◆ FRAGMENTO DE PÁGINA:
════════════════════

Aquello siempre me volvió loco. Años después tuve la oportunidad de estar en la desembocadura de algunos grandes ríos (Oporto, Deltebre, Ribadesella), con idéntica sensación mientras miraba pasar las monstruosas masas líquidas: aquí está aquella gota que cayó en aquella montaña.

Hace poco regresé, después de mucho, a uno de los sitios por donde paseaba con mis abuelos de pequeño. Y recordé que por allí jugaba a nombrar los regatines que cruzaban los caminos que atravesábamos. Todos con grandes nombres épicos, recién descubiertos por una exploración de muchos años, venida desde muy lejos tras sortear infinidad de peligros y liderada por mí. Aquellas eran las míticas fuentes del Esla, y no las que todo el mundo decía. Y echando una flor (o un escupitajo), veía alejarse esas aguas todavía pequeñas, pero que un día se convertirían en grandes Amazonas, Nilos o Mississippis.
Podría soltar aquí una chapa sobre el «clima climático» a cuento de, por ejemplo, el precio del aceite. Pero no lo haré. En lugar de eso prefiero caminar por el istmo que conecta la que antaño fue una isla en un embalse que hoy está a un cuarto de su capacidad. En aquella isla estaba la Cueva del Osón, que de pequeños mirábamos desde abajo, allá en lo alto, con su entrada grande e inquietante, y que ahora se ve desde arriba, de espaldas y sin rastro de temor.

════════════════════

◆ TAREAS PROPUESTAS:
1: ¿Puedes reproducir literalmente el fragmento sobre los ríos de la infancia desde "Podría soltar aquí" hasta "rastro de temor.", incluido este último?
2: ¿Podrías proseguir el fragmento sobre los ríos de la infancia a partir de su última frase?
Los datos proceden de una fuente distinta a la del fragmento sobre los ríos de la infancia.

◆ DATOS APORTADOS:
════════════════════

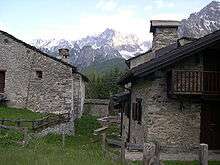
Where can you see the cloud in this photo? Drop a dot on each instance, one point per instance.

════════════════════

◆ LAS RESPUESTAS:
1:
Podría soltar aquí una chapa sobre el «clima climático» a cuento de, por ejemplo, el precio del aceite. Pero no lo haré. En lugar de eso prefiero caminar por el istmo que conecta la que antaño fue una isla en un embalse que hoy está a un cuarto de su capacidad. En aquella isla estaba la Cueva del Osón, que de pequeños mirábamos desde abajo, allá en lo alto, con su entrada grande e inquietante, y que ahora se ve desde arriba, de espaldas y sin rastro de temor.

2:
El abuelo Pepe siempre decía que dentro de aquella cueva tenía que haber un tesoro de los romanos o de los vadinienses, y había que reírse un poco de la afirmación: aquella era otra de las ensoñaciones ‘abuelísticas’. O al menos eso se comentaba cuando había otros mayores delante. Pero, por dentro, yo imaginaba que sí, que el lamido de las aguas dejaría un día al descubierto uno de esos yacimientos y que entonces la expedición encabezada por mí en busca de ríos desconocidos lo encontraría. Al final el hombre no andaba muy desencaminado: hace diez años encontraron cientos de maravedíes medievales enterrados hace siglos y devueltos a la luz del sol por la erosión acuática. Al final, siempre el agua, escribo. Y luego me pongo el ‘River man’, de Nick Drake.